┌──

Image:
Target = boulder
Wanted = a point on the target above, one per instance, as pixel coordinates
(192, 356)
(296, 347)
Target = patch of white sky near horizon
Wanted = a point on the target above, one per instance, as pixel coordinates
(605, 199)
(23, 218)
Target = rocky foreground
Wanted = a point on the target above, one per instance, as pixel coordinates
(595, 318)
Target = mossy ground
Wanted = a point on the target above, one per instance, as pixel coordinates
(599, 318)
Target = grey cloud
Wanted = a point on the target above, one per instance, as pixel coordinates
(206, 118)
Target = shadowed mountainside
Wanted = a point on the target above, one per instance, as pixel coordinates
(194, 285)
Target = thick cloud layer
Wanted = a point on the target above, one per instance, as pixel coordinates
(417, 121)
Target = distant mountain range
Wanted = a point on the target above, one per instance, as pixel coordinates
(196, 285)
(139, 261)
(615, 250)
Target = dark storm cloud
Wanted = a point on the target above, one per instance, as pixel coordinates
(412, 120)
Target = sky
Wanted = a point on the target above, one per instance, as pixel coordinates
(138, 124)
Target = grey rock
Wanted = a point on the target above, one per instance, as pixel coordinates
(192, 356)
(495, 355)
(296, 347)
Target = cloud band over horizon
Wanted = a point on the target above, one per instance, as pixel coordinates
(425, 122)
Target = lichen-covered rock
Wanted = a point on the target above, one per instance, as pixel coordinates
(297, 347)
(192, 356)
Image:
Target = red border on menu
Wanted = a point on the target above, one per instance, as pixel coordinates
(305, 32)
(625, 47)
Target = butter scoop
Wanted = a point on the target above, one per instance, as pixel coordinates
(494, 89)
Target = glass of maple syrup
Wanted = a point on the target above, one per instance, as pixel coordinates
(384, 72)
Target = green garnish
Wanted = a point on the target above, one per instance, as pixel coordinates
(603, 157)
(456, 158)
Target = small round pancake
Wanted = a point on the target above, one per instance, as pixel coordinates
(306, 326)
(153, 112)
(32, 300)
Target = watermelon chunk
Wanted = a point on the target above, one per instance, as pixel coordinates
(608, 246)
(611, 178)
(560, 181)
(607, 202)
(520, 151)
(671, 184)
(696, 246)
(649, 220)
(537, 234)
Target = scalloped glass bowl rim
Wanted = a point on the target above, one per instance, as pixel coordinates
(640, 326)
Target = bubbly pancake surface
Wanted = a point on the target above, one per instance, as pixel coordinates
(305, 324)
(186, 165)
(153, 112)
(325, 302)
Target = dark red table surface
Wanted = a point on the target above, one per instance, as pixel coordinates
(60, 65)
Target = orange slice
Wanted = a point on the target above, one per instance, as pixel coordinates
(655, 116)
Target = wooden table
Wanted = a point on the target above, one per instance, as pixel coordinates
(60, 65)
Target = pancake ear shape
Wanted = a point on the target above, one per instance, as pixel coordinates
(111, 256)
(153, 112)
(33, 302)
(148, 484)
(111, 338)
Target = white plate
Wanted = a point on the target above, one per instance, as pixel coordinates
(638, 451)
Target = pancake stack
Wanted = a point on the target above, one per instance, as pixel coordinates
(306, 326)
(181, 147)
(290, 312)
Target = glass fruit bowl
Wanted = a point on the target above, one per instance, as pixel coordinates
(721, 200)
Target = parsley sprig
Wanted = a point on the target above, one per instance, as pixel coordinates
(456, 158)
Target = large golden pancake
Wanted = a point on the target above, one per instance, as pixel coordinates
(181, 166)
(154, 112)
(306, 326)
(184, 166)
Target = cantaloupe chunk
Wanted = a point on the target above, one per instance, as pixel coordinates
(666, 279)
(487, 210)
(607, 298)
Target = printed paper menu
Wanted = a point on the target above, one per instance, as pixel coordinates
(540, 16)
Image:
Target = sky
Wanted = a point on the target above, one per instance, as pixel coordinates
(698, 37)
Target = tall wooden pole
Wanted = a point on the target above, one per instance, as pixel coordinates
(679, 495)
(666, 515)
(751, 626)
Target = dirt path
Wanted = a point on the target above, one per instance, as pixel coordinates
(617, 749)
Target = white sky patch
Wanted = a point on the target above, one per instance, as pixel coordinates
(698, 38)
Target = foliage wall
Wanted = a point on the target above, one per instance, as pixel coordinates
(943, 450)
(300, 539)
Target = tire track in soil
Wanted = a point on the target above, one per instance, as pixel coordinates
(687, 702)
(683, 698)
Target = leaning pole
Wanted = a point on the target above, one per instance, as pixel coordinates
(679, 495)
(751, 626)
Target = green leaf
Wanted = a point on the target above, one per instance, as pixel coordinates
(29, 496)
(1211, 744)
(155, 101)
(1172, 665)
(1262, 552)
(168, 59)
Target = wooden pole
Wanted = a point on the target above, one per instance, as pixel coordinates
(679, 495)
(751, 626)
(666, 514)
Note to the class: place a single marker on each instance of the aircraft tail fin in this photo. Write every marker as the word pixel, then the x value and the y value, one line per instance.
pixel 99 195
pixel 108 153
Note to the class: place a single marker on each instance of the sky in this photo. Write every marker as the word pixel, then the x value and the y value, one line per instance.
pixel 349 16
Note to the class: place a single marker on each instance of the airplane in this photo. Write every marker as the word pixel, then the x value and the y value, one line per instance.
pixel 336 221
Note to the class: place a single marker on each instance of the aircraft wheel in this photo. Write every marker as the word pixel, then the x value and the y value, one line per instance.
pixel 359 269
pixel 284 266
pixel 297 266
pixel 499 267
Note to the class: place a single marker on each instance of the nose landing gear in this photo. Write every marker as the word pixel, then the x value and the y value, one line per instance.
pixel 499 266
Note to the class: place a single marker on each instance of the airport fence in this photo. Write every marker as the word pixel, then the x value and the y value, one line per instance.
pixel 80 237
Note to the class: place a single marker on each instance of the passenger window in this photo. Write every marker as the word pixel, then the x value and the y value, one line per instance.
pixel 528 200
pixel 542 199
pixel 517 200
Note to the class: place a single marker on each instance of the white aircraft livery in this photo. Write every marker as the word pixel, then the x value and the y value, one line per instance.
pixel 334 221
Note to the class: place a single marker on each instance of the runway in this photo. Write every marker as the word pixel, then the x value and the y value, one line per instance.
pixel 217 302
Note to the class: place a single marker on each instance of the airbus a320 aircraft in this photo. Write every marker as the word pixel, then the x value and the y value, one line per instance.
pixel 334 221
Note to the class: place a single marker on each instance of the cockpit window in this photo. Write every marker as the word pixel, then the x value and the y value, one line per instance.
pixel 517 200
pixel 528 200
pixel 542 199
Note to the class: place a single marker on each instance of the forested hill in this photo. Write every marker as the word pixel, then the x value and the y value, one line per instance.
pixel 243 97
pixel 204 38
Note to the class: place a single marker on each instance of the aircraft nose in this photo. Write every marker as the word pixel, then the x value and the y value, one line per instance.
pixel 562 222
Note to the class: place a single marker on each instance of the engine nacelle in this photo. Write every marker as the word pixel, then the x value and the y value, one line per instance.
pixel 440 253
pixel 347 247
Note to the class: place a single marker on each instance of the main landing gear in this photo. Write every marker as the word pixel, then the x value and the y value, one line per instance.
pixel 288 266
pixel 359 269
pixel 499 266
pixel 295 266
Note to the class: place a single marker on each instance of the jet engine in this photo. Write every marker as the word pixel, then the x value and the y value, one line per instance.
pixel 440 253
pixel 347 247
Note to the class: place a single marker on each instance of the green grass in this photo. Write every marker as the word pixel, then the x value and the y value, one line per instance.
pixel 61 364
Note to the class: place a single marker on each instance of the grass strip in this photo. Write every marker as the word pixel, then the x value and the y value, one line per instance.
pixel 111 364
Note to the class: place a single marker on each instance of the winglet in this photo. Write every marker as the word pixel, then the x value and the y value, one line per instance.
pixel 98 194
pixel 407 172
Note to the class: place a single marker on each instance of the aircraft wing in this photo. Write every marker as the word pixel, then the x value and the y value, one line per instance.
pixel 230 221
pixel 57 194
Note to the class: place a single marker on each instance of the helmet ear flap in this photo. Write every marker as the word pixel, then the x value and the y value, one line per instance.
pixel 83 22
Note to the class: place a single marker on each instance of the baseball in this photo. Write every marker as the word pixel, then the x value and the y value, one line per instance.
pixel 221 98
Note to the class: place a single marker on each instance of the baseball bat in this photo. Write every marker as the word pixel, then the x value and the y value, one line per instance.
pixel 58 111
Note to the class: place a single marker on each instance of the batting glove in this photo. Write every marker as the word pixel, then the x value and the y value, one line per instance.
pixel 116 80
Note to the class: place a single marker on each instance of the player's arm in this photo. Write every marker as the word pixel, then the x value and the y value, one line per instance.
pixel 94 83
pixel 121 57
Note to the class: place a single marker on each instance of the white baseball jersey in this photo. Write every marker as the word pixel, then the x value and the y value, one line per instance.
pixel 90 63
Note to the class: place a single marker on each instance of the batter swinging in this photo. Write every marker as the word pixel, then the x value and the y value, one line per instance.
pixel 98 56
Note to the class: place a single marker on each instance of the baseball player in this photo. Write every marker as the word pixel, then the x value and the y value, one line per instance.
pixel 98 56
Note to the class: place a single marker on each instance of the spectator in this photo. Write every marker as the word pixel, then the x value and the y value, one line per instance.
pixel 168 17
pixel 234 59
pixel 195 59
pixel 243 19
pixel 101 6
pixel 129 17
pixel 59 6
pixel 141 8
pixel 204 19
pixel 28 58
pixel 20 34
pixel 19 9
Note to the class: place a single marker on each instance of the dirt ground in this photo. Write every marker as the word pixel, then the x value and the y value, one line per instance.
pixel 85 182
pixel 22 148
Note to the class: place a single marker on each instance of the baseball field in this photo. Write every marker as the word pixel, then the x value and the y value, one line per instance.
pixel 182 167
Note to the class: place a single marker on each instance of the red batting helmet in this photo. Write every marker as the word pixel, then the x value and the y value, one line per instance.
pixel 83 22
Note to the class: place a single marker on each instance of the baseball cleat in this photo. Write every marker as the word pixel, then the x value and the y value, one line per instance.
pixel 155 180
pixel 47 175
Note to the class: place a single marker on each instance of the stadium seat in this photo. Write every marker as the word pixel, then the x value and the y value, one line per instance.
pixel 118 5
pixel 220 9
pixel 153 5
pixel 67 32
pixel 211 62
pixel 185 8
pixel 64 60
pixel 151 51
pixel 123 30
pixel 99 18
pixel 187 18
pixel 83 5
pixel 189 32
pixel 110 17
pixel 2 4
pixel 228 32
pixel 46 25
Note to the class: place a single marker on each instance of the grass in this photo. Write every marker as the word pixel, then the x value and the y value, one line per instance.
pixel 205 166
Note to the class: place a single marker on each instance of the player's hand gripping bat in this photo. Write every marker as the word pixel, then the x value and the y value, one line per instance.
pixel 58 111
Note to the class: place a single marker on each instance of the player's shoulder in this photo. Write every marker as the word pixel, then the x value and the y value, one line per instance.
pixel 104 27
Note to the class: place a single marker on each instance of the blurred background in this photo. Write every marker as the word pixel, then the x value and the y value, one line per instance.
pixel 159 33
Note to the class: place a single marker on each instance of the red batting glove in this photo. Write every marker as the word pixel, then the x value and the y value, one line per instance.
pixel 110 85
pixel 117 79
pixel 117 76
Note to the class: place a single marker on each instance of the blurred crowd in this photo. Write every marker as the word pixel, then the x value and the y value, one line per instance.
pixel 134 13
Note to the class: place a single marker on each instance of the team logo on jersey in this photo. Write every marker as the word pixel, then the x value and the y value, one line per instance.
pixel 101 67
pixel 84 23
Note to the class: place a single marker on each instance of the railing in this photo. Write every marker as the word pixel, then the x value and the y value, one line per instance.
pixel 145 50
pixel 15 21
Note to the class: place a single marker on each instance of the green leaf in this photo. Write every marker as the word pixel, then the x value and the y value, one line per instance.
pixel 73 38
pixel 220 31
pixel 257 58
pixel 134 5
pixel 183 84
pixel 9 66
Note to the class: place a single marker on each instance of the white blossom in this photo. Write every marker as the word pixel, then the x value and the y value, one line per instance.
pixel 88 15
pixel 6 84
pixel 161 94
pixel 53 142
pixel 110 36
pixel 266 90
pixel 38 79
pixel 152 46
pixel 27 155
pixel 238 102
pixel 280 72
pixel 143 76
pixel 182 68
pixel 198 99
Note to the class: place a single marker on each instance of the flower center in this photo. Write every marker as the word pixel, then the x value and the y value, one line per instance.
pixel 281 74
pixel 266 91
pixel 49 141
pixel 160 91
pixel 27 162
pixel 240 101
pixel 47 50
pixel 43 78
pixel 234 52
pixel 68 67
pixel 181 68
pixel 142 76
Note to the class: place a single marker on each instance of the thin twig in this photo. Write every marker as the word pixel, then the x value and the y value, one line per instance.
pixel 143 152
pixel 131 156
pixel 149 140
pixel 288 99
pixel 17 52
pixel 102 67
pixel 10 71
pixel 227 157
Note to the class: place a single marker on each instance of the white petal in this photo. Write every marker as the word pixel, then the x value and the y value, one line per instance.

└──

**REQUIREMENT**. Count each line of the material that includes "table", and reply with only the count.

**EXERCISE SOLUTION**. 2